**Stated goal**
Reproduce the lines below from the one that contains "Put one marker on each instance of the sky" through the end, inclusive, and add nothing.
□ □ □
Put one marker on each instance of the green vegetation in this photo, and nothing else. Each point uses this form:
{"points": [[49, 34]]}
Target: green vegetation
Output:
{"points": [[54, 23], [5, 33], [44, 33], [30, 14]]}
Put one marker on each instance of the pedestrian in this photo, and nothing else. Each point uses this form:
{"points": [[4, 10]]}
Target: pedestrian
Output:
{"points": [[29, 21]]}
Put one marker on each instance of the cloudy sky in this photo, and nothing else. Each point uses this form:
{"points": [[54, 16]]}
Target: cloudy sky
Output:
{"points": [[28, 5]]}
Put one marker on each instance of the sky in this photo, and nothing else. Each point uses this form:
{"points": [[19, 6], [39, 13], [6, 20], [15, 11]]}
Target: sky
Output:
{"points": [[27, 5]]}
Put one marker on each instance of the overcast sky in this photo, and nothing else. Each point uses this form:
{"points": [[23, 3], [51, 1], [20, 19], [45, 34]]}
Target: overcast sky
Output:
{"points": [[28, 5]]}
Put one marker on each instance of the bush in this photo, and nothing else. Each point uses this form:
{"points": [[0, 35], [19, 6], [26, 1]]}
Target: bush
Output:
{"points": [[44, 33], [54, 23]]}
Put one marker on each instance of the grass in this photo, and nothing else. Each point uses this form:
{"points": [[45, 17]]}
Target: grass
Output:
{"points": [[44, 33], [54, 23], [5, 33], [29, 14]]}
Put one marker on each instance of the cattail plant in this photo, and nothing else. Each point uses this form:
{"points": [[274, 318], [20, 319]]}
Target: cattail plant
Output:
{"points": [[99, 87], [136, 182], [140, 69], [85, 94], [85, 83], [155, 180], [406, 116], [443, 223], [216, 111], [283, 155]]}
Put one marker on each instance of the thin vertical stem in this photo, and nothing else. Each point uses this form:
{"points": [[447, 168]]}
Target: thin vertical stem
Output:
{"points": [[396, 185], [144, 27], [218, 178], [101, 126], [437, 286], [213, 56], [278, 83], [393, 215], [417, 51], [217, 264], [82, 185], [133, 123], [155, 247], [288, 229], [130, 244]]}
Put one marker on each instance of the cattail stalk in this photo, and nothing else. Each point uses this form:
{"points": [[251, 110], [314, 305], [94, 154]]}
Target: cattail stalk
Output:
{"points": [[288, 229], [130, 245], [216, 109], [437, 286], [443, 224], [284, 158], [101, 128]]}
□ □ □
**Result**
Put one marker on each instance of the sky in this photo, and nothing else. Each point uses this form:
{"points": [[19, 6], [39, 13], [6, 20], [15, 11]]}
Target: sky
Output:
{"points": [[27, 5]]}
Put one marker on each instance of the overcast sky in this photo, and nothing else. Each point uses this form:
{"points": [[23, 3], [51, 1], [20, 19], [45, 34]]}
Target: overcast sky
Output:
{"points": [[28, 5]]}
Put one marker on each instance of the bush in this photo, and nothing else. Each point uses this form:
{"points": [[0, 35], [19, 6], [26, 1]]}
Target: bush
Output:
{"points": [[44, 33], [54, 23]]}
Put one marker on each instance of the grass in this photo, and nothing else. Each point uses this form:
{"points": [[45, 17]]}
Target: grass
Output:
{"points": [[44, 33], [54, 23], [5, 33], [29, 14]]}
Put one marker on each instance of the cattail plant in this photo, and nothing else. Each point uses this form:
{"points": [[274, 318], [20, 319]]}
Target: cattail plant
Output:
{"points": [[99, 87], [136, 182], [140, 69], [85, 94], [85, 83], [155, 180], [406, 116], [443, 223], [216, 111], [283, 155]]}
Put one marker on each instance of the thin vertical stem in this photo, and nothing else. Each point uses this form:
{"points": [[447, 168]]}
Target: thin vertical stem
Output:
{"points": [[396, 185], [144, 27], [218, 178], [101, 126], [437, 286], [213, 56], [278, 83], [393, 215], [417, 51], [217, 264], [82, 185], [133, 123], [155, 247], [288, 229], [130, 244]]}
Put one marker on each instance of the cattail stalk in this photo, and nothing else. Each point uses this form:
{"points": [[251, 110], [314, 305], [94, 154]]}
Target: cattail stalk
Output:
{"points": [[288, 229], [130, 245], [216, 109], [437, 286], [443, 224], [284, 158], [101, 128]]}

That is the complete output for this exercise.